** Text for analysis **
=== Begin Enclosure ===
Deobfuscation and fingerprinting — infer readable names for obfuscated code (on by default; toggle off with --no-rename), and — work in progress — match a bundled function back to its source-library equivalent via transform-resilient “funcstrings” and portable fingerprint files.
Multisect — find the smallest scope (function / class / file) that contains substantially all of N terms, and parse prose (a patent claim, a spec, a bug report) directly into such a query.
Catalogs — extract a codebase’s CLI commands, LLM prompts, and telemetry breadcrumbs, each linked back to its handler.
Optional LLM assistance, including an air-gapped local-GGUF mode for code that must not be exposed in any way outside a protected computer.

A growing focus is examining AI-related software, and much of that is now in place. CodeExam ships a dedicated AI/ML and LLM-app detectors suite (see Feature highlights below) that surfaces inferred pipelines, the models a codebase defines and uses, LLM calls, tools, agents/chains, embeddings, and more — alongside LLM prompt extraction, stress-tested on large AI codebases such as Claude Code’s minified cli.js (≈14 MB, bundled with claude.exe) and Codex’s Rust source. It indexes the major ML framework and model trees (PyTorch, Hugging Face Transformers, scikit-learn; model repos such as DeepSeek, Qwen, Llama) with the same general machinery. This remains an area of active development: CodeExam is not yet ML-architecture-aware — it doesn’t render a model’s layer topology or catalog tensor shapes the way it renders call graphs — but that is a direction we’re actively building toward.
=== End Enclosure ===
** Exercise A **
Translate this sentence from the CodeExam description into Spanish: "It indexes the major ML framework and model trees (PyTorch, Hugging Face Transformers, scikit-learn; model repos such as DeepSeek, Qwen, Llama) with the same general machinery."
** Exercise B **
Please sum up the CodeExam description in two sentences.
** Exercise C **
Pick up the CodeExam description where it stops and continue it.

** Supplied data **
=== Begin Enclosure ===
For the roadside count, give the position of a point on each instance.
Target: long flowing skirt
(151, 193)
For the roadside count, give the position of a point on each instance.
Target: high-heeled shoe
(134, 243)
=== End Enclosure ===
** Your response A **
Indexa los principales árboles de frameworks y modelos de ML (PyTorch, Hugging Face Transformers, scikit-learn; repositorios de modelos como DeepSeek, Qwen, Llama) con la misma maquinaria general.

** Your response B **
CodeExam infers readable names for obfuscated code, finds the smallest scope containing a set of terms, catalogs a codebase's CLI commands, LLM prompts, and telemetry breadcrumbs, and offers optional LLM assistance, including an air-gapped local mode. It has a growing focus on AI-related software, with a detectors suite for AI/ML and LLM apps and indexing of major ML frameworks and model repos, though it is not yet ML-architecture-aware.

** Your response C **
CodeExam is ~48,000 lines of JavaScript (engine + CLI + GUI) running under Node.js, developed in close collaboration with Claude Code: nearly all of the code was written by Claude Code, in several important places building on the main author’s earlier tooling (e.g. “Opstrings” and function digests, the “NiceDbg” debugger, and an ndx/find inverted-index search tool).

Four ways to use it

CLI — node src/index.js <command> for one-shot queries and scripting. Run node src/index.js --help for the full command list.
Interactive REPL — node src/index.js --interactive, then issue slash commands (/fast, /extract, /file-map, /help, …). The same REPL is also reachable from the GUI’s Console pane; a few commands (/file-map etc.) are currently REPL-only.
GUI — node src/server.js --port 3000 opens a multi-pane interface served from localhost only (no remote access, no outbound network calls). Called “GUI” rather than “browser UI” because nothing about it is web-facing — it just happens to render in a local browser. Left pane: function/file/class accordions and other catalogs. Middle-top: output. Middle-bottom: source viewer with linkified call sites. A Workspace area collects what you’re actively examining. Mermaid call trees and file-coupling diagrams render inline. The GUI is gradually moving toward a newer design with less of a fixed three-pane layout (the goal being that many features operate as semi-independent mini-apps — so that, for example, multiple instances of a feature can run side-by-side for comparison, and long-running operations proceed on their own threads).
MCP server — node src/mcp-server.js exposes the indexed codebase as Model Context Protocol tools, so Claude Code or Claude Desktop (and presumably other MCP clients such as Codex, though that’s untested) can search, extract, and analyze it directly.

All four share the same CodeSearchIndex engine and the same on-disk index format. Build the index once; query from any of them.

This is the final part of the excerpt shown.